Task instructions
Looking at the entries, say how many lines contain the string "background". Offer nothing besides the number.

Materials provided

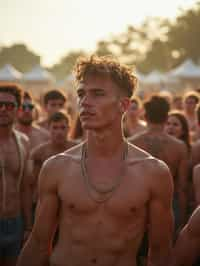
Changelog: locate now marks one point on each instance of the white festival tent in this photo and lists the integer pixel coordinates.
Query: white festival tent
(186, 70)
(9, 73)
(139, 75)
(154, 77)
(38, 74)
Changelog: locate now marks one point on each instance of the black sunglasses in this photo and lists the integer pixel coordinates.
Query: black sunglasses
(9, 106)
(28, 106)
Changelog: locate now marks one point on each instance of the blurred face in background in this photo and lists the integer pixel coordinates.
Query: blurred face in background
---
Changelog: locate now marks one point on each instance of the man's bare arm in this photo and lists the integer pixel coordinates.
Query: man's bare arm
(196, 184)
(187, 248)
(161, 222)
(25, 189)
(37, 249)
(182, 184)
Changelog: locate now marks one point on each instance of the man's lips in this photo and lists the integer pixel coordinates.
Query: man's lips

The completed task
2